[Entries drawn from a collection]
>>>>
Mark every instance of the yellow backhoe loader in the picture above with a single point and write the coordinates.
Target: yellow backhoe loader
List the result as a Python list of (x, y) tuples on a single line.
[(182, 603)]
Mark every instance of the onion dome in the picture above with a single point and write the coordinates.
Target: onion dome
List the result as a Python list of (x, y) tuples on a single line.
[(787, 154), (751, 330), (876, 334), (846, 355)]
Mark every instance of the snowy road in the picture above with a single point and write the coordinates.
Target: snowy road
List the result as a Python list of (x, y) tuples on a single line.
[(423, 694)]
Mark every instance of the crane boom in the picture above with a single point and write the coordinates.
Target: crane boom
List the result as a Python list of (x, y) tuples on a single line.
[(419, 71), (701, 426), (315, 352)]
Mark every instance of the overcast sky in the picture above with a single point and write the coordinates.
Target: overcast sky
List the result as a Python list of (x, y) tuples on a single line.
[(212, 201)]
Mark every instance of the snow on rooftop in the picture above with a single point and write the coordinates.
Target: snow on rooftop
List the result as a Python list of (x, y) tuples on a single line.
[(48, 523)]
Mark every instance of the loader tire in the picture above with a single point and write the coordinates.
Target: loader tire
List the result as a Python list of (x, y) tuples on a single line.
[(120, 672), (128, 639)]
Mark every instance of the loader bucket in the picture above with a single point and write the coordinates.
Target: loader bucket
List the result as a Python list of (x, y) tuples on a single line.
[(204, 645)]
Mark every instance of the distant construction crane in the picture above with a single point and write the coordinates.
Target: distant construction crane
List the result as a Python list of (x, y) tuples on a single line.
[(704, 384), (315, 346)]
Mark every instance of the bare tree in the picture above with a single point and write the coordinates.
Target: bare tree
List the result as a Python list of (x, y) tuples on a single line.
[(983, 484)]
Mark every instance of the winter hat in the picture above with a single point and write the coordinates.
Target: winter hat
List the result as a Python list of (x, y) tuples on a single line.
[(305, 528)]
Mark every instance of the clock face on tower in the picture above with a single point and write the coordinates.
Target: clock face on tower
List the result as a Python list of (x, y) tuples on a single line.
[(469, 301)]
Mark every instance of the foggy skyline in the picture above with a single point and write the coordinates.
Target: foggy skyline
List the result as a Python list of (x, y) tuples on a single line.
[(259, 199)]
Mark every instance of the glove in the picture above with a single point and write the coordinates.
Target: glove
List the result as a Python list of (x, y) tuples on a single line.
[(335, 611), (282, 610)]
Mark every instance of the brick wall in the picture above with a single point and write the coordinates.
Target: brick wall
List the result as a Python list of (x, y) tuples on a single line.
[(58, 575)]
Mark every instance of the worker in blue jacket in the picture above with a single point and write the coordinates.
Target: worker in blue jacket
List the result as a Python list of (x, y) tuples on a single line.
<<<<
**WHAT IS NEEDED**
Print all of the material above again, line for line, without changing a single character.

**FINAL RESULT**
Mark every instance of the yellow backhoe loader in the picture above with a single point and write the coordinates.
Target: yellow backhoe loader
List the result as a Python list of (x, y) tuples on a single line.
[(182, 603)]
Mark every instance of the onion dome in the picture above with a single point and write the coordinates.
Target: onion dome
List the result as a Python list of (x, y) tuples on a single line.
[(787, 154), (751, 330), (876, 334), (846, 355)]
Mark every instance of the snowy road in the picture above with a single point and write the coordinates.
Target: snowy road
List the result as a Python list of (x, y) tuples on a single line.
[(423, 694)]
Mark every instance of the crane boom in the picture above with a single point and write the coordinates.
Target: crane boom
List the result as a Python list of (x, y) tuples on a single line.
[(419, 71), (701, 426), (315, 352)]
Mark every instance of the overcast sky in the picture above with a single point and write the coordinates.
Target: overcast sky
List the result as a Python list of (x, y) tuples on a single line.
[(212, 201)]
Mark every instance of the snow on rooftop in the picture above with a single point and write the coordinates.
Target: snow on rooftop
List the result as a Python list of (x, y) tuples on a single line.
[(48, 523)]
Mark every instance of the loader tire in the picture above with a single point and write the coordinates.
Target: loader tire
List the result as a Python list of (x, y) tuples on a single line.
[(120, 672), (128, 639)]
Mark every instance of the loader bucket in the picture above with a single point and write the coordinates.
Target: loader bucket
List the result as a Python list of (x, y) tuples on a single line.
[(204, 645)]
Mark every instance of the distant construction crane in the picture above with a single point and write the coordinates.
Target: distant construction crane
List the result as a Python list of (x, y) tuples on a single line.
[(704, 384), (315, 346)]
Mark every instance of the bare tree in the picture above with a single point and write the coordinates.
Target: bare tree
List the result as a Python list of (x, y) tuples on a single line.
[(983, 484)]
Mark every instance of the winter hat in the picture above with a single point and write the coordinates.
Target: winter hat
List the result as a Python list of (x, y) tuples on a single line.
[(305, 528)]
Mark every instance of the clock face on tower in the picture above with a single point and write the coordinates.
Target: clock face on tower
List the result as a Python list of (x, y) tuples on a single line.
[(469, 301)]
Mark every instance of the foggy skyline in the picture above with a single point and write the coordinates.
Target: foggy skyline
List the result as a Python list of (x, y) tuples on a single line.
[(259, 199)]
Mark every instance of the glove in the picture above with a single point and write the coordinates.
Target: glove
List the result as a Python list of (x, y) tuples on a single line.
[(335, 611), (282, 610)]
Mark every instance of the brick wall in the picture above with a single point and write the coordinates.
Target: brick wall
List the result as a Python list of (x, y) tuples on a single line.
[(58, 575)]
Mark every instance of the worker in blue jacket in the picture above with a single point and write the coordinates.
Target: worker in blue jacket
List the result as a Python list of (x, y) tuples on a single line.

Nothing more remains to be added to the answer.